Problem description -
Turn every line of the material below into a Markdown table with two columns, Number and Entry, giving each line its own numbered row. Skip blank lines and leave the pictures out.

Entries supplied -

___

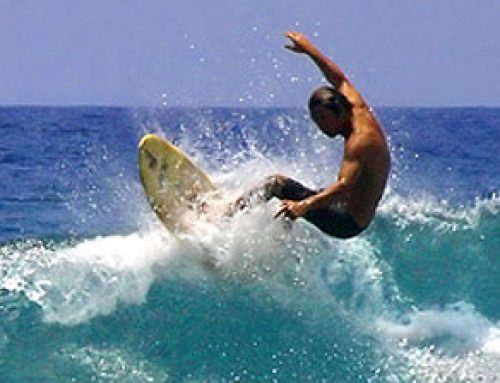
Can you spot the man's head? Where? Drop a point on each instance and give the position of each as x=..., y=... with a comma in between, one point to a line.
x=329, y=109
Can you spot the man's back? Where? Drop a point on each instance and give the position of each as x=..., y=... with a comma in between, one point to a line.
x=368, y=146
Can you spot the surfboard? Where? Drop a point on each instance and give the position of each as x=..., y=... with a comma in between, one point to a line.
x=173, y=184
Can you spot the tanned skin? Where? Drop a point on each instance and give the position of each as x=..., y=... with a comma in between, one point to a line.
x=366, y=162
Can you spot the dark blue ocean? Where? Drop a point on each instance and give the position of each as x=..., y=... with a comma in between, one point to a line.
x=93, y=289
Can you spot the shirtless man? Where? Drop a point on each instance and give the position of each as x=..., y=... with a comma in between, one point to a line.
x=345, y=208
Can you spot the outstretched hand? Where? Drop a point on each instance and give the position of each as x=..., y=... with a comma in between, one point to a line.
x=292, y=209
x=299, y=42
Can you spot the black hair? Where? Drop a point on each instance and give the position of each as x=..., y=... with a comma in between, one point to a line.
x=329, y=98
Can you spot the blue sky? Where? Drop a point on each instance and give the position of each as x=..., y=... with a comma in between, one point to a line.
x=230, y=52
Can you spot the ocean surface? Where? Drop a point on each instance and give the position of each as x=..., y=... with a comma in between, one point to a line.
x=93, y=289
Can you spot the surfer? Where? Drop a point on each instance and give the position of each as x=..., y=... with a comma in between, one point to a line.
x=345, y=208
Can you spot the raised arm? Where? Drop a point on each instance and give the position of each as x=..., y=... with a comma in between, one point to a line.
x=301, y=44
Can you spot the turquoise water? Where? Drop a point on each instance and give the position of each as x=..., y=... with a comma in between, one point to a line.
x=94, y=289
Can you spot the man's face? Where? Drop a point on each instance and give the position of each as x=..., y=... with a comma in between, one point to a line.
x=328, y=121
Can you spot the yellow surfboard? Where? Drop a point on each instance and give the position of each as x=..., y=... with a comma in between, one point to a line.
x=173, y=184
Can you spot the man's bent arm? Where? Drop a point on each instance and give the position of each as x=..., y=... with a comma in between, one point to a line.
x=330, y=70
x=341, y=189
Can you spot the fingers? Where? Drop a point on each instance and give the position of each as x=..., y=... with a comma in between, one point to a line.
x=282, y=211
x=286, y=211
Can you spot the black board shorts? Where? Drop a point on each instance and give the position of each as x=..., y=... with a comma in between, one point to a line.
x=330, y=220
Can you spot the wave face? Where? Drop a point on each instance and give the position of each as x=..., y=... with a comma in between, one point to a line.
x=94, y=289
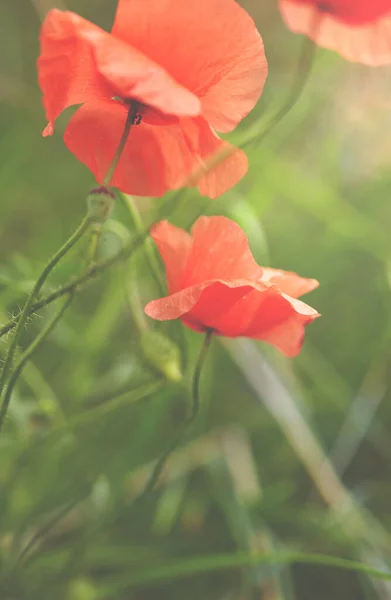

___

Expected answer -
| Number | Entry |
|---|---|
| 1 | Can you spot the man's head? Where? Drop a point on each instance and give the position of each as x=..., y=... with a comma in between, one point to a line. |
| 2 | x=329, y=109 |
| 3 | Can you spot the man's back? Where? Drop a point on each instance and give the position of each as x=..., y=... with a comma in between, one point to a line. |
| 4 | x=368, y=146 |
| 5 | Can you spot the surfboard? Where? Drop a point on each instance and give the position of each as x=..., y=... with a comma in between, one point to a line. |
| 6 | x=173, y=184 |
| 7 | Can you spot the tanned skin? Where? Drop a point on each instance and give the position of each as x=..., y=... with a comma in between, one point to a line. |
| 8 | x=366, y=162 |
| 9 | Can you spot the dark blue ocean? Where? Drop a point on each instance and give the position of each as x=..., y=... with a comma in between, one point to a line. |
| 10 | x=93, y=289 |
| 11 | Can you spot the shirtless man? Where? Drop a point on each instance and give the position of each as x=..., y=... with a comma in between, one point to a line. |
| 12 | x=345, y=208 |
| 13 | Can you spot the outstretched hand? Where? Drop a point on each instance and give the position of each as x=..., y=... with a comma in between, one point to a line. |
| 14 | x=292, y=209 |
| 15 | x=299, y=42 |
| 16 | Can you spot the black hair? Where? Drop a point on each instance and give the position of each as x=..., y=... with a comma in between, one point to a line. |
| 17 | x=329, y=98 |
| 18 | Can you spot the blue sky? Where? Drop a point on each instance and give the position of each as x=..., y=... with a comma in between, one point to a line. |
| 19 | x=230, y=52 |
| 20 | Can you spot the ocean surface? Where? Drop a point on each instance and give the position of each as x=..., y=... with a comma in between, one point to a line. |
| 21 | x=93, y=289 |
| 22 | Can you spot the surfer? Where? Drop a point on each instance and give the position of each as x=..., y=... with a comma in between, one point to a line. |
| 23 | x=345, y=208 |
| 24 | Can you spot the raised arm? Where? Drop a point on each instance and give the position of each as x=..., y=... with a comma in between, one point to a line. |
| 25 | x=301, y=44 |
| 26 | Can you spot the turquoise water? Where? Drop a point on each instance and give the position of each as x=..., y=... with a comma in between, one point to a line. |
| 27 | x=94, y=289 |
| 28 | Can you spot the man's face? Where? Drop a point on each instance and give the position of each as x=..., y=... with a comma in between, one point to a line. |
| 29 | x=328, y=121 |
| 30 | Can you spot the yellow surfboard? Where? Drop a point on each instance and give the position of each as x=..., y=... with a comma in between, one point to a line. |
| 31 | x=173, y=184 |
| 32 | Can you spot the man's bent arm? Where? Drop a point on each instance and give the position of each as x=..., y=... with a comma in between, one point to a line. |
| 33 | x=330, y=70 |
| 34 | x=341, y=189 |
| 35 | Can you spot the fingers? Where? Drop a point on each instance and give the position of each as x=..., y=... with a comma in between, one point to a line. |
| 36 | x=282, y=211 |
| 37 | x=286, y=211 |
| 38 | Can you spot the black board shorts? Where? Drop a point on each instance and give the position of each as x=..., y=... with a comma in between, one point to a line. |
| 39 | x=330, y=220 |
| 40 | Can you spot the wave face? Where? Drop a point on each instance and give the position of each as x=..., y=... with a comma in between, one point to a line. |
| 41 | x=94, y=289 |